* START *

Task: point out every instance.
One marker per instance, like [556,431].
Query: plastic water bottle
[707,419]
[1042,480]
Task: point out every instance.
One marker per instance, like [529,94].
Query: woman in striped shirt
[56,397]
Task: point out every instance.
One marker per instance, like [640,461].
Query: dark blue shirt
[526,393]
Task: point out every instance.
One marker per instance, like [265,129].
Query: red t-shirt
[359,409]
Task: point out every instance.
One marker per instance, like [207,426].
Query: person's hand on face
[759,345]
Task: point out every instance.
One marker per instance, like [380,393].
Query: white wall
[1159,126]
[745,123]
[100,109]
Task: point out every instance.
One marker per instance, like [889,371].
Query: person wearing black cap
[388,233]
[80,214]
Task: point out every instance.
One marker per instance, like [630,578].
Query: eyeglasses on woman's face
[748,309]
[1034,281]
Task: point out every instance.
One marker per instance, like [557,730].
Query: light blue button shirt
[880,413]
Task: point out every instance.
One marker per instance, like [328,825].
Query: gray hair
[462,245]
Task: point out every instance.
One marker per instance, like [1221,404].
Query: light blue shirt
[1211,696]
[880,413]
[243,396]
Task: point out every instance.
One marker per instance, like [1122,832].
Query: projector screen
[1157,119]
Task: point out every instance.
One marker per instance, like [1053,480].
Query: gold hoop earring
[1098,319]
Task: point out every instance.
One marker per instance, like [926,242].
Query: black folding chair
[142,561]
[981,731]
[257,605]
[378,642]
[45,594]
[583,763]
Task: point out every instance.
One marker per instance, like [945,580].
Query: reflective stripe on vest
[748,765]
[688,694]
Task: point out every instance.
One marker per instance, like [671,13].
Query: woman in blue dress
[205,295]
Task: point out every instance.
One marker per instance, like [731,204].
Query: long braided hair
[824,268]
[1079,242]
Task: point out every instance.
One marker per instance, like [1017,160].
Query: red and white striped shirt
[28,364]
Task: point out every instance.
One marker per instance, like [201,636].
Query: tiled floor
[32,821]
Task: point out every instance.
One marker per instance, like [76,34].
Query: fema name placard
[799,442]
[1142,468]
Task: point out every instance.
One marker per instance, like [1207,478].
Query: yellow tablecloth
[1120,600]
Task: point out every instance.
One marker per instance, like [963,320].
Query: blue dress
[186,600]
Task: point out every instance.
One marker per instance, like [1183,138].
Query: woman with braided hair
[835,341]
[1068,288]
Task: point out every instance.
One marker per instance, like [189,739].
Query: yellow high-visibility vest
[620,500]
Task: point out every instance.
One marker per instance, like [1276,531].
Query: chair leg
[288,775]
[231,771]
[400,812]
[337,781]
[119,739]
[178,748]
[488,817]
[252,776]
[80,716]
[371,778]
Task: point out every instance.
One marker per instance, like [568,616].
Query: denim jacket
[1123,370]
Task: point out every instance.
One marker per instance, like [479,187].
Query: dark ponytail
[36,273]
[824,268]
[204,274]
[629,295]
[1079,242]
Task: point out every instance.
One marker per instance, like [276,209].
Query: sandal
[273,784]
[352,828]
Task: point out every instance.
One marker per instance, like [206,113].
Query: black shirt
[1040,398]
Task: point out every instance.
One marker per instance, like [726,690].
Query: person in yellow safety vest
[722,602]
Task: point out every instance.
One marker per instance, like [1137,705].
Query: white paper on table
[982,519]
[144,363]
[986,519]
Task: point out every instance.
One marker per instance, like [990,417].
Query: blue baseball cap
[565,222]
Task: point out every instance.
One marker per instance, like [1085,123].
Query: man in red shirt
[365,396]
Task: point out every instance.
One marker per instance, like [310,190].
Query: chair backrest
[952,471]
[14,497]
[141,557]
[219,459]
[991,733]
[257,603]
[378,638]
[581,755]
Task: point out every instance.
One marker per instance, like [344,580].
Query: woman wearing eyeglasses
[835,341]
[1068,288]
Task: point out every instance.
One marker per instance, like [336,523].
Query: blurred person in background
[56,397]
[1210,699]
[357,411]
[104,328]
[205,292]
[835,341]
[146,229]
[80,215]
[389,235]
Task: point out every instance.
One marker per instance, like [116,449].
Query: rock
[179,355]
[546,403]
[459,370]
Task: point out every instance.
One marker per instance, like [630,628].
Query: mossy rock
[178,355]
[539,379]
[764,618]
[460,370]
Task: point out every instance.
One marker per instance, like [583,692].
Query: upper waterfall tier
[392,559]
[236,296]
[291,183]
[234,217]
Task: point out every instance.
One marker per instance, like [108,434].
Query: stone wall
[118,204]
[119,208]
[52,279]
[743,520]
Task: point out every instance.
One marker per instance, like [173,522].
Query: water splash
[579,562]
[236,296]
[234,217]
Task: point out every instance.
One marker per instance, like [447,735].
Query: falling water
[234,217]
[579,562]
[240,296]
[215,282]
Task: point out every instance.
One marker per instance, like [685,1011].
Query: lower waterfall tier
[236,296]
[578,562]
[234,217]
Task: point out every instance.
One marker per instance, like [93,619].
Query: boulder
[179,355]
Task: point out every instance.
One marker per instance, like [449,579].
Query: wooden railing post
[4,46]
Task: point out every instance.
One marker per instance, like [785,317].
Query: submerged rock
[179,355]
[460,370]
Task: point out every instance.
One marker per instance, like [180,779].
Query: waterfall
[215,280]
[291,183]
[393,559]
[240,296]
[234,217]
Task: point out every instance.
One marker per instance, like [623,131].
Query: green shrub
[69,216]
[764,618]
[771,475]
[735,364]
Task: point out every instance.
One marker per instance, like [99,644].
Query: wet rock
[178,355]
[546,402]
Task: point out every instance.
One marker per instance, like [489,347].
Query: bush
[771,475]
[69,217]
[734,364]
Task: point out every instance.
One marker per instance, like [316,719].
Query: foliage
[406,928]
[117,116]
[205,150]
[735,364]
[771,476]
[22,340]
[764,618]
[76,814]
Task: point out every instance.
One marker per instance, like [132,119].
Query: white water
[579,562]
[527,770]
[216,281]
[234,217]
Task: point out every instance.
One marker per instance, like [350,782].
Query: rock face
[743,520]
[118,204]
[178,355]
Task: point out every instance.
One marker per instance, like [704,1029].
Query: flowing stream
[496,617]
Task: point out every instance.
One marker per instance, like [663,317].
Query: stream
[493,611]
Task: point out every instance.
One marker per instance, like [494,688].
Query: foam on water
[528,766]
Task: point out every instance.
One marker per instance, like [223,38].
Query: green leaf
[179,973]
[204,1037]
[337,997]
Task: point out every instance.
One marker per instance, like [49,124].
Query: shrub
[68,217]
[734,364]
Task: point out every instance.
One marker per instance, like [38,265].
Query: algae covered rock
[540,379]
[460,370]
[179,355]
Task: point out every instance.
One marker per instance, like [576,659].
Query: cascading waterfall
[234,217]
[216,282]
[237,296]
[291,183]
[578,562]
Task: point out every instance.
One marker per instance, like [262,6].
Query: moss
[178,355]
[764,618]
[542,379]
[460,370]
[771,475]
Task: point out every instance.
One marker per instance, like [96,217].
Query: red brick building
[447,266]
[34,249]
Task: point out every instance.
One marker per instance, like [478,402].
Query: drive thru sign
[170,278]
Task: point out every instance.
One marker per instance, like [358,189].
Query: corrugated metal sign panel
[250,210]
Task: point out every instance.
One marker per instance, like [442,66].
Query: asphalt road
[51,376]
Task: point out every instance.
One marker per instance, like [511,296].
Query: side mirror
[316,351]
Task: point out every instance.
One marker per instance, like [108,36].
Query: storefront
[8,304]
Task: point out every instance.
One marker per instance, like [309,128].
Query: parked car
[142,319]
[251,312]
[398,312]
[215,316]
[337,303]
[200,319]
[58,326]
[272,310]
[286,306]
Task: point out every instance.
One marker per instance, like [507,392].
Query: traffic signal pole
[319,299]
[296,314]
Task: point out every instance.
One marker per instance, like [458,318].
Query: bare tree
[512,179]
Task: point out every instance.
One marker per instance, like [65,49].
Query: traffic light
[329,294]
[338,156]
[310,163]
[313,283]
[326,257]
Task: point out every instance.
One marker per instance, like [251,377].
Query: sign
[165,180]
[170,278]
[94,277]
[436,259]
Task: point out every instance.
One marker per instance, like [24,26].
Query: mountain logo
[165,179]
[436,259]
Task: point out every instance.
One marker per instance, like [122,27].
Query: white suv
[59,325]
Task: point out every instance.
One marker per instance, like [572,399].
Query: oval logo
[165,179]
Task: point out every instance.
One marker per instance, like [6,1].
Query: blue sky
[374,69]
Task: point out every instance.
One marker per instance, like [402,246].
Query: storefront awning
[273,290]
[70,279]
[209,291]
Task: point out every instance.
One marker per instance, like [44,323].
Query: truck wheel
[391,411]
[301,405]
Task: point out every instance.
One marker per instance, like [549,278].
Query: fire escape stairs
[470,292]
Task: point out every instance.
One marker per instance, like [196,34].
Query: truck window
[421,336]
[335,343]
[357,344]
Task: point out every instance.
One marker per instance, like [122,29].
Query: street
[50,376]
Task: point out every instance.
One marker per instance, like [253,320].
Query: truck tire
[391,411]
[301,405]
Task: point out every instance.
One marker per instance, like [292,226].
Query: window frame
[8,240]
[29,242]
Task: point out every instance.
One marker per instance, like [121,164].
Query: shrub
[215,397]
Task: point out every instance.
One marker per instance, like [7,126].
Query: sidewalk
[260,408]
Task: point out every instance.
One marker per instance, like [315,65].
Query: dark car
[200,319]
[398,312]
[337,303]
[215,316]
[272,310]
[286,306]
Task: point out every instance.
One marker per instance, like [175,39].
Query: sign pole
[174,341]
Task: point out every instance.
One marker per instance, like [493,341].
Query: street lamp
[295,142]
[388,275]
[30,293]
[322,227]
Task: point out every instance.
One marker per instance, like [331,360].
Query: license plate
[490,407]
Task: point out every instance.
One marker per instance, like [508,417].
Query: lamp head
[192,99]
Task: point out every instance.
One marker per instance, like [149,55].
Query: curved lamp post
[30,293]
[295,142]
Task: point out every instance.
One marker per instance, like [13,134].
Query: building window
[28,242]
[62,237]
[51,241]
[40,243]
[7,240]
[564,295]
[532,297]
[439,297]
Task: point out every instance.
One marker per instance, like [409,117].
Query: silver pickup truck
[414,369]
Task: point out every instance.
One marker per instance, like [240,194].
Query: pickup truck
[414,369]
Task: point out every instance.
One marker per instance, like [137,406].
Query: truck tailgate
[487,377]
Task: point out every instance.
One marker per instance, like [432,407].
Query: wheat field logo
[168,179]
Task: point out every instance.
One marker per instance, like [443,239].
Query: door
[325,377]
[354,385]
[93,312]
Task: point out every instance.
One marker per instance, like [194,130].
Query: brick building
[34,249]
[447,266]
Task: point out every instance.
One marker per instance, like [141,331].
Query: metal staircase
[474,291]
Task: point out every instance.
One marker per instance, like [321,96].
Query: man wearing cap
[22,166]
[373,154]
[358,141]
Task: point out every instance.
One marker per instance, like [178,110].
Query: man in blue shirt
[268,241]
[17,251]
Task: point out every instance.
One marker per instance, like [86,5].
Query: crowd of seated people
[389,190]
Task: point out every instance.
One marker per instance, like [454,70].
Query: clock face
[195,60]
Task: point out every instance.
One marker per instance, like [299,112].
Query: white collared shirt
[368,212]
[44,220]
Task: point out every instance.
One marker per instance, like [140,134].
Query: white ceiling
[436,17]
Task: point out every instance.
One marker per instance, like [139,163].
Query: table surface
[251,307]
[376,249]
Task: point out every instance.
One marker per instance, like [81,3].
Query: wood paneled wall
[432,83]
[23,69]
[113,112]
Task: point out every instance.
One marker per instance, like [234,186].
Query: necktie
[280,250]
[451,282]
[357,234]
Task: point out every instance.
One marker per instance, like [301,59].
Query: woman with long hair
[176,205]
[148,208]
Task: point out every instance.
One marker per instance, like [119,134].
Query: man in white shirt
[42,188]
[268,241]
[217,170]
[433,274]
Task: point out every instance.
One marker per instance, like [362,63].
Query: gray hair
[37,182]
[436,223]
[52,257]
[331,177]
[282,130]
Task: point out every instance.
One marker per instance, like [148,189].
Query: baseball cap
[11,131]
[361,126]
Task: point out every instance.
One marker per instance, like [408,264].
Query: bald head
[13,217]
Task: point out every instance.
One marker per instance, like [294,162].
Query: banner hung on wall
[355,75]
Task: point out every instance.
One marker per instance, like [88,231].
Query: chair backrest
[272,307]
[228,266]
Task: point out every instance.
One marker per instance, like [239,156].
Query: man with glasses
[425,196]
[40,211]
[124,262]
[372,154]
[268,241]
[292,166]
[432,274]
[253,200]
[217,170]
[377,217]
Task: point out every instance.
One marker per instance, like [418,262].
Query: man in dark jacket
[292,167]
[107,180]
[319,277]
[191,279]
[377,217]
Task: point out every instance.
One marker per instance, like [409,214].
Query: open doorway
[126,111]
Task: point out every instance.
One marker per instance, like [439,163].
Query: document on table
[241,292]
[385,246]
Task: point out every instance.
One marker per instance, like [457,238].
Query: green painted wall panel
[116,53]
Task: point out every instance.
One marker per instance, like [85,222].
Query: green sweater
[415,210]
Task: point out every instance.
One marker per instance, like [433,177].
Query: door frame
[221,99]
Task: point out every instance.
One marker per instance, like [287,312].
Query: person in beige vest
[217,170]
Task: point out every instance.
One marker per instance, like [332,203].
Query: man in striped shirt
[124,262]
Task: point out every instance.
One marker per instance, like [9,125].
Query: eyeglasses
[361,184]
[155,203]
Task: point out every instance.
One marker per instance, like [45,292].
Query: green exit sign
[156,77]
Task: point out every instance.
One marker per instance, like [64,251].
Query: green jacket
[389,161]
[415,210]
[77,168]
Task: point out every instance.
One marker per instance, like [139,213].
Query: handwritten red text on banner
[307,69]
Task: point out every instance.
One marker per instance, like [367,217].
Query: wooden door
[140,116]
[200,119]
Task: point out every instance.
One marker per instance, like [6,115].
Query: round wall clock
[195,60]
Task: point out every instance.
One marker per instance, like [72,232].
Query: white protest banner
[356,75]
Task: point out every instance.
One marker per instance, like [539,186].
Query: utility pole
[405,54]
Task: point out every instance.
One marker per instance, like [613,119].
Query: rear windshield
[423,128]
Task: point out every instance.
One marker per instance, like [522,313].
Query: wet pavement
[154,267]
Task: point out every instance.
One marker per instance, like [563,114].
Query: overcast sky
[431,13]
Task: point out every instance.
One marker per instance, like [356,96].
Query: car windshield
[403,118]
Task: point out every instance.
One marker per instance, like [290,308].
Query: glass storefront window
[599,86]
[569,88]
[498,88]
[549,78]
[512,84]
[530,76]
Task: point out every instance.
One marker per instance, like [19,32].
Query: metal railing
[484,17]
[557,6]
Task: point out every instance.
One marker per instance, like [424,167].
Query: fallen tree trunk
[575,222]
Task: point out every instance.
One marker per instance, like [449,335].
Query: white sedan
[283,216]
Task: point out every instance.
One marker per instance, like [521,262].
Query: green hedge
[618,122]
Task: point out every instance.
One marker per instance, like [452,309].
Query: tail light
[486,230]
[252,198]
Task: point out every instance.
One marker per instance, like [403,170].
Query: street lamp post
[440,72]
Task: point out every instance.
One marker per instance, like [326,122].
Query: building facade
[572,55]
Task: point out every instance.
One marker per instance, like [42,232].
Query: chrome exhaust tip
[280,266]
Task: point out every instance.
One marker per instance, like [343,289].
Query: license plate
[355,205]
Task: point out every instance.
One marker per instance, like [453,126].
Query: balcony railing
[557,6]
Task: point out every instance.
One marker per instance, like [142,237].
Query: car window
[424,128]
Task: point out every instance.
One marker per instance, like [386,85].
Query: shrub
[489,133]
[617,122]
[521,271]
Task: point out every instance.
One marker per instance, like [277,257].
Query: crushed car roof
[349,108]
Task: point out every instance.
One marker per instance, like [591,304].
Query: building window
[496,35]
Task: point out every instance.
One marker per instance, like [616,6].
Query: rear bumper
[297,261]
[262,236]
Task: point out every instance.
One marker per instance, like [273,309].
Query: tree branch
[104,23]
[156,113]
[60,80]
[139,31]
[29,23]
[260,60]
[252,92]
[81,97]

* END *

How many lines of the data above contain the string "with", counting case? Give only the number.

Answer to this task: 3